▼

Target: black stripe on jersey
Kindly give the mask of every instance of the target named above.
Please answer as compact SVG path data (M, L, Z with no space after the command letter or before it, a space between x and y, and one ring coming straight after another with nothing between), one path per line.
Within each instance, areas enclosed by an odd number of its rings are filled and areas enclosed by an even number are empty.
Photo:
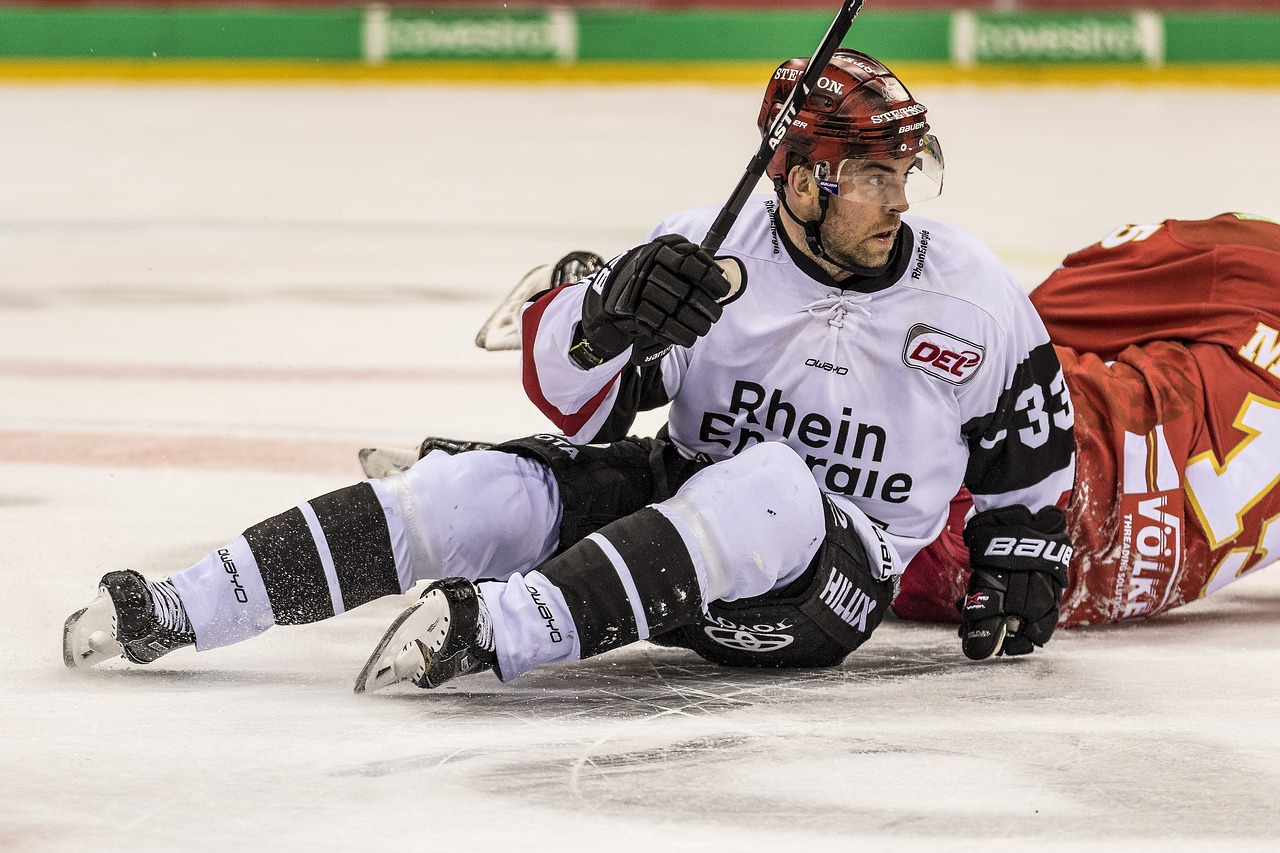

▲
▼

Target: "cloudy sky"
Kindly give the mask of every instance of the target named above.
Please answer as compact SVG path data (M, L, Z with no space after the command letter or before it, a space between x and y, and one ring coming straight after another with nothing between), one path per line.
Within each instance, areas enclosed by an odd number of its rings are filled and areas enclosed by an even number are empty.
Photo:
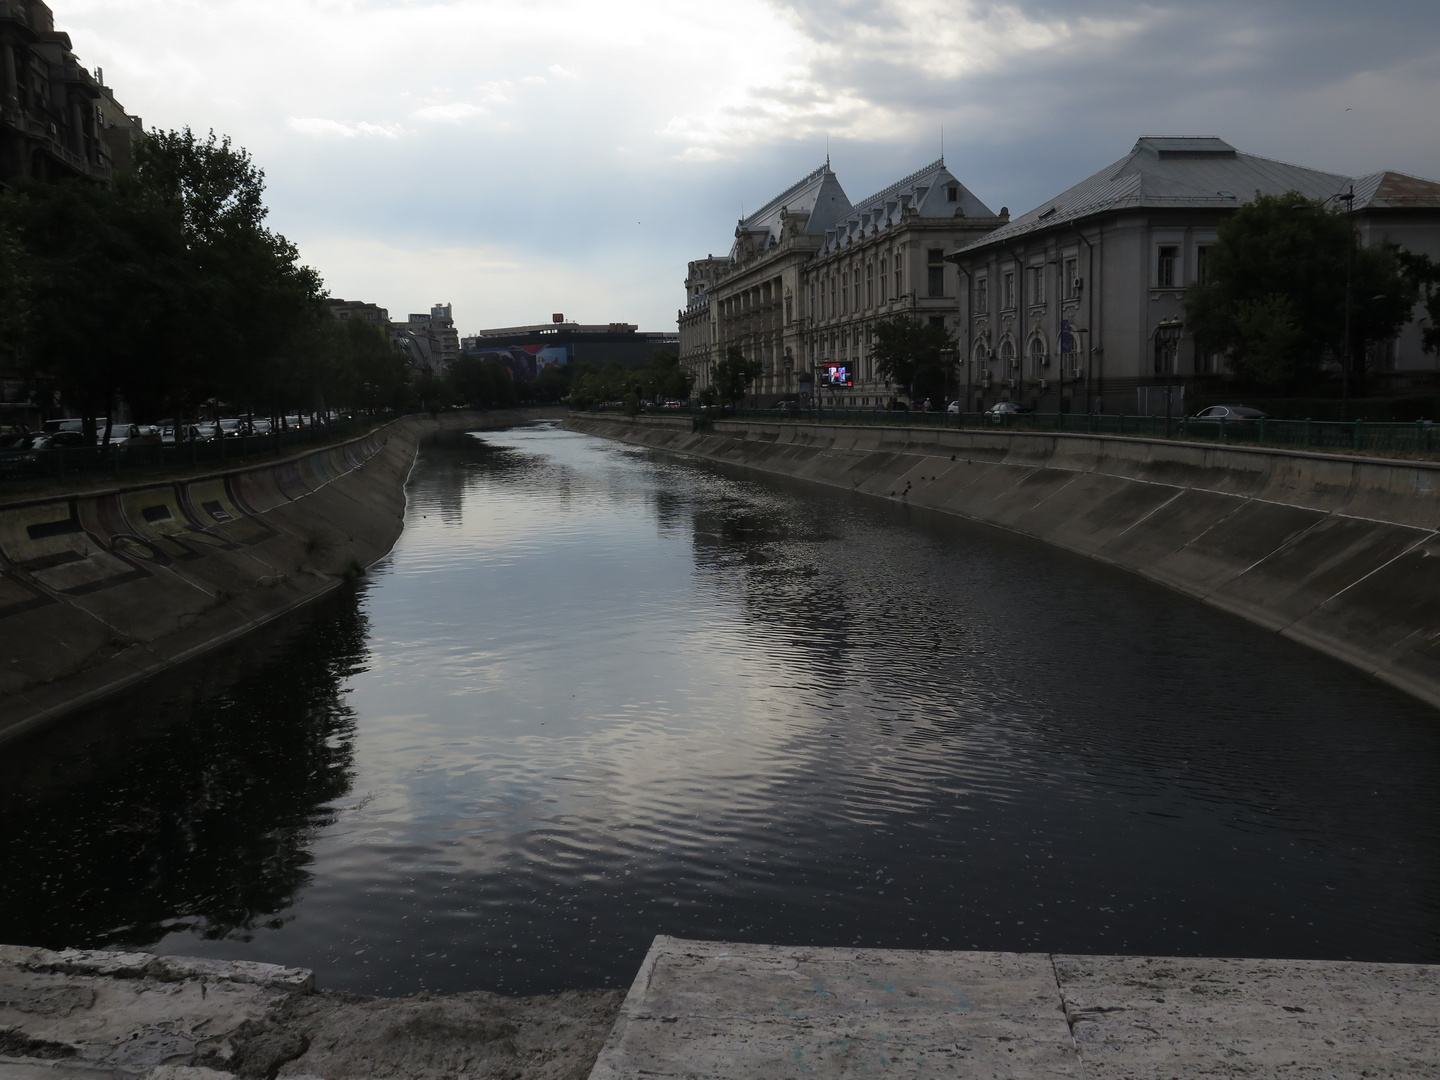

▲
▼

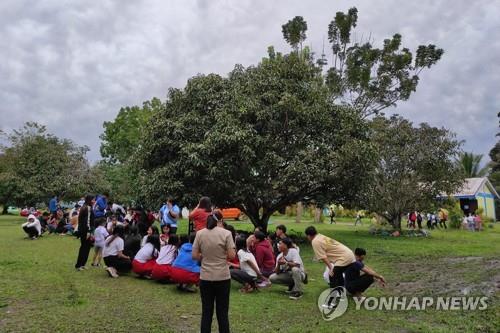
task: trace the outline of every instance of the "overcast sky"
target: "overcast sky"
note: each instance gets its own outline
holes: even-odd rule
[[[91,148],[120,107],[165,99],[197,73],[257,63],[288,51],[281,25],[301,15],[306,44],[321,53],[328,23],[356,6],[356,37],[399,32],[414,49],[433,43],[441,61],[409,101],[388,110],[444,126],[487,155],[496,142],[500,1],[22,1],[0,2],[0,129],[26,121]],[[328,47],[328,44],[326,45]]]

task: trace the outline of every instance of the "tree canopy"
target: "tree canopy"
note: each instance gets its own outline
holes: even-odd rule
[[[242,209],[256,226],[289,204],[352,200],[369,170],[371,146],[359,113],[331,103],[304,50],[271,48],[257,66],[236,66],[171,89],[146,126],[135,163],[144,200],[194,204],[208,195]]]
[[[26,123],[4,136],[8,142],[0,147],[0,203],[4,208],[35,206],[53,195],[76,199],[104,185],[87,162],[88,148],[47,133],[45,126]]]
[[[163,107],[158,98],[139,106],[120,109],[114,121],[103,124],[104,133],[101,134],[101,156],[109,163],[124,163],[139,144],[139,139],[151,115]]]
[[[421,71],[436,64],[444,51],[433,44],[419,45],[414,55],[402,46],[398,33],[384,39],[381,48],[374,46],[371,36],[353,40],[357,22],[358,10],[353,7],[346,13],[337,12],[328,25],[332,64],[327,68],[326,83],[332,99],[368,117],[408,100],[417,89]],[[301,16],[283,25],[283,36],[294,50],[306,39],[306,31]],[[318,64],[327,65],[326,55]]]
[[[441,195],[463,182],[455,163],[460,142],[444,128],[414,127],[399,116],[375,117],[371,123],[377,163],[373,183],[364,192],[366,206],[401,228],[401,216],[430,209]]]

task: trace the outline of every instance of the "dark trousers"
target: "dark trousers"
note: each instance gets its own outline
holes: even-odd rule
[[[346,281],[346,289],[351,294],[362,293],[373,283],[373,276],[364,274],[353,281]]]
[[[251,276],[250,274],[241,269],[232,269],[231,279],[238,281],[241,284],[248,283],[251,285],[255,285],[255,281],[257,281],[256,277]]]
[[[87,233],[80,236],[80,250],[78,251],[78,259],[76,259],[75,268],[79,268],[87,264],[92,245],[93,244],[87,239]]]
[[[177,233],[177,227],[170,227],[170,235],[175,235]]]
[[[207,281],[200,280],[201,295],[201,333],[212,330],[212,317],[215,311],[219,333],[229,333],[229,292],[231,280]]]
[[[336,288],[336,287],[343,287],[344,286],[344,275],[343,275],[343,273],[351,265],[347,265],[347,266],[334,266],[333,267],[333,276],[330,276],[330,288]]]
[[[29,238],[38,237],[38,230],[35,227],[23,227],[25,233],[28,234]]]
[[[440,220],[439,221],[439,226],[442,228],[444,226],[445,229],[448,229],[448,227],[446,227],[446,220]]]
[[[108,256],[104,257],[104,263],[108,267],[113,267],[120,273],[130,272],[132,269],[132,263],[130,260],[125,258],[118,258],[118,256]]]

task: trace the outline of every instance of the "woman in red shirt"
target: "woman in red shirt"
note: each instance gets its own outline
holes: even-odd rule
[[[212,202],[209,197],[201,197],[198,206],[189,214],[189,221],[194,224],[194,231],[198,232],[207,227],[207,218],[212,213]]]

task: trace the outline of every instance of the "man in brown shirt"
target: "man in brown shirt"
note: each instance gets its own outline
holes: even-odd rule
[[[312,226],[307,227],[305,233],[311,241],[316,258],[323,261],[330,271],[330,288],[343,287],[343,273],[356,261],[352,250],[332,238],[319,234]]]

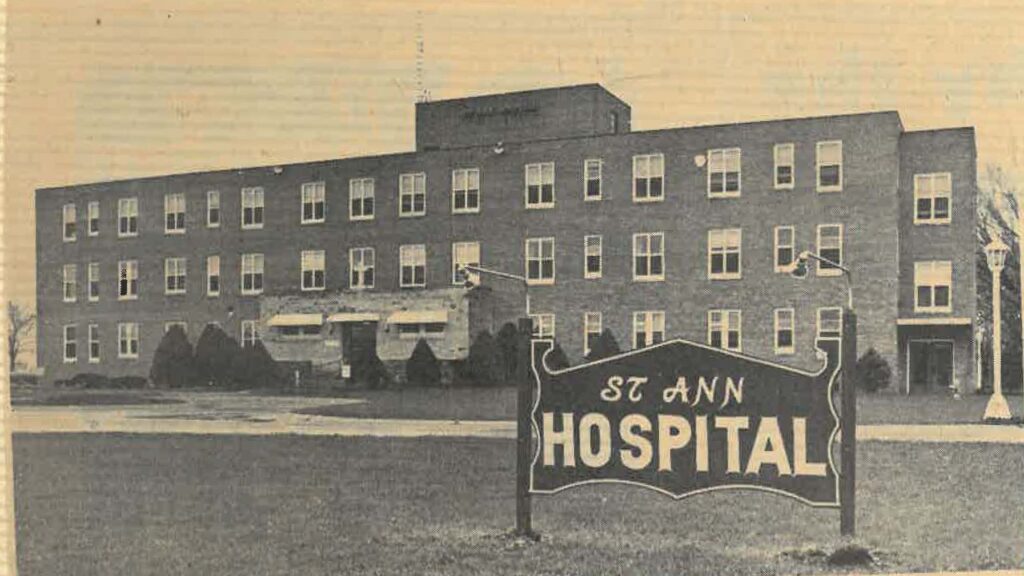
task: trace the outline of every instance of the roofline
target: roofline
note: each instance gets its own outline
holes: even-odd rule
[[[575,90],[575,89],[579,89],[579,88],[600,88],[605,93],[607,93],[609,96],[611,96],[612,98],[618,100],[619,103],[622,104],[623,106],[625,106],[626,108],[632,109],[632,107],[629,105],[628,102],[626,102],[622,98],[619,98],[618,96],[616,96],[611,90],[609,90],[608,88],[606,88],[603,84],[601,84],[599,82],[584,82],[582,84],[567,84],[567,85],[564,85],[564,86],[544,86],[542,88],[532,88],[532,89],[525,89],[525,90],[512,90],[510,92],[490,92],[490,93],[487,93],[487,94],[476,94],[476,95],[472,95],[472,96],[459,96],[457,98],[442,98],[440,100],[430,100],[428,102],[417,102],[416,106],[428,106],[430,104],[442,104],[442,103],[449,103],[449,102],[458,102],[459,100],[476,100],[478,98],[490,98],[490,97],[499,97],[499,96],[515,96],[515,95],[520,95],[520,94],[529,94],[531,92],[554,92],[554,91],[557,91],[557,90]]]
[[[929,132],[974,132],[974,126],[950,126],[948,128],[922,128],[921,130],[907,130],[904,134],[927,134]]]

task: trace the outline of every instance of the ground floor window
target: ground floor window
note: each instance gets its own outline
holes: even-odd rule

▲

WHAT THE TASK REQUIRES:
If a line in the records above holds the string "dark", copy it.

TASK SOLUTION:
task: trace the outline of every instance of the "dark trousers"
target: "dark trousers"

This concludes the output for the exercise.